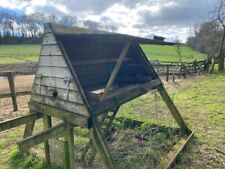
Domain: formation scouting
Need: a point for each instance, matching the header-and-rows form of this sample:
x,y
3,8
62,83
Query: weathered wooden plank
x,y
69,139
12,90
54,72
173,109
55,82
5,125
57,61
116,68
101,146
119,97
73,96
53,50
49,38
73,118
61,104
47,124
41,137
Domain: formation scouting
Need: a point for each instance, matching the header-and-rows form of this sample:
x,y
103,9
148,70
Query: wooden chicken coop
x,y
81,75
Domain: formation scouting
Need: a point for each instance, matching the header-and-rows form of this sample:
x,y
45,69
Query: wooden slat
x,y
61,104
19,121
101,146
55,82
50,50
52,61
41,137
74,96
115,99
116,68
173,109
48,39
54,72
71,117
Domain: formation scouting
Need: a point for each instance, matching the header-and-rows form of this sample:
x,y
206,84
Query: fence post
x,y
167,72
12,90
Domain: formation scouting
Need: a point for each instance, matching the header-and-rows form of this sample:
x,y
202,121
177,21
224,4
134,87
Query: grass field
x,y
169,53
201,103
153,52
19,53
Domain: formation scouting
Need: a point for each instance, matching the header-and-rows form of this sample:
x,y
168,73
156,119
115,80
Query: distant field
x,y
169,53
18,53
22,53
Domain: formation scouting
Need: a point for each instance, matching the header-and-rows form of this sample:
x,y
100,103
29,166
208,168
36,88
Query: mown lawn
x,y
19,53
201,102
169,53
153,52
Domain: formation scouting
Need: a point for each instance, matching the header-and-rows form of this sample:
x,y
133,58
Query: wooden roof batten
x,y
83,74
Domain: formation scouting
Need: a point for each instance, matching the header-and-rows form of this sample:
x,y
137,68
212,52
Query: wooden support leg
x,y
69,147
29,129
47,124
12,90
173,109
101,146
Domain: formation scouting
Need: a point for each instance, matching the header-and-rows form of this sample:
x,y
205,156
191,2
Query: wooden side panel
x,y
54,84
62,104
73,96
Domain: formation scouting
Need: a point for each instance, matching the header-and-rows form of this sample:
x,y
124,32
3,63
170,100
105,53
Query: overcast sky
x,y
169,18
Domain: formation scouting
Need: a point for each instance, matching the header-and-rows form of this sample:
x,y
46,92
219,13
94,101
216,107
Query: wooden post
x,y
101,146
69,147
173,109
167,73
12,90
47,124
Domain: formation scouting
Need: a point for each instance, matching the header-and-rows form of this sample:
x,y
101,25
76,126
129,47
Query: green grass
x,y
19,53
169,53
201,103
153,52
+ + + + +
[WHAT TO PRODUCE] Write the records above out again exactly, with no pictures in your copy.

[RESULT FOR THIS EXERCISE]
Domain: formation scouting
Need: a point for each instance, matching the header-and-rows form of this sample:
x,y
3,8
62,83
Query: weathered wooden plank
x,y
69,139
12,90
54,72
173,109
55,82
5,125
57,61
116,68
101,146
119,97
73,96
53,50
49,38
73,118
61,104
47,124
41,137
Domain: formation scouting
Need: a point for each instance, matching the header-and-rows form of this sample:
x,y
103,9
148,70
Query: wooden chicken coop
x,y
81,75
Domain: formation scouting
Need: a point for each instance, matching the header-and-rows form of this sample:
x,y
45,69
Query: wooden slat
x,y
61,104
19,121
101,146
55,82
50,50
52,61
41,137
74,96
115,99
116,68
173,109
48,39
54,72
71,117
Domain: formation scouting
Need: a point for each instance, matching the header-and-rows form of this sample:
x,y
206,84
Query: fence post
x,y
167,72
12,90
Domain: formation scouting
Need: a point for each instance, matching the header-and-rows form of this sample:
x,y
202,121
177,21
224,4
134,87
Query: grass field
x,y
169,53
201,103
153,52
19,53
Domain: formation scouting
Need: a point for each instance, matching the header-and-rows form of this sample:
x,y
168,73
156,119
115,80
Query: distant field
x,y
169,53
18,53
22,53
Domain: formation scouting
Need: a point for each instance, matching the header-and-rows form of this sample:
x,y
100,103
29,166
208,168
36,88
Query: mown lawn
x,y
19,53
201,102
169,53
153,52
Domain: formation scouting
Need: a point for each instance, matching the header-and-rows form of this sample:
x,y
133,58
Query: wooden roof batten
x,y
83,74
Domain: formation scouting
Need: a point for each instance, matching the header-and-rows form of this sample:
x,y
137,68
212,52
Query: wooden support leg
x,y
69,147
29,129
47,124
12,90
173,109
101,146
Domain: formation scouting
Need: a point for each instance, matching the header-and-rows form of this sample:
x,y
205,156
191,2
Query: wooden side panel
x,y
54,84
62,104
73,96
Domain: formation scouting
Need: a point for each instance, matching the header-and-rows form of this sample:
x,y
124,32
3,63
170,100
105,53
Query: overcast sky
x,y
169,18
Domain: formation scouting
Need: a point for each instance, matching the header-and-rows form of this sample:
x,y
46,92
219,13
94,101
216,107
Query: wooden post
x,y
101,146
69,147
173,109
167,73
12,90
47,124
Domain: formation scouting
Need: a point for each instance, matching the header-and-rows form of this sample:
x,y
101,25
76,126
129,47
Query: green grass
x,y
19,53
169,53
201,103
153,52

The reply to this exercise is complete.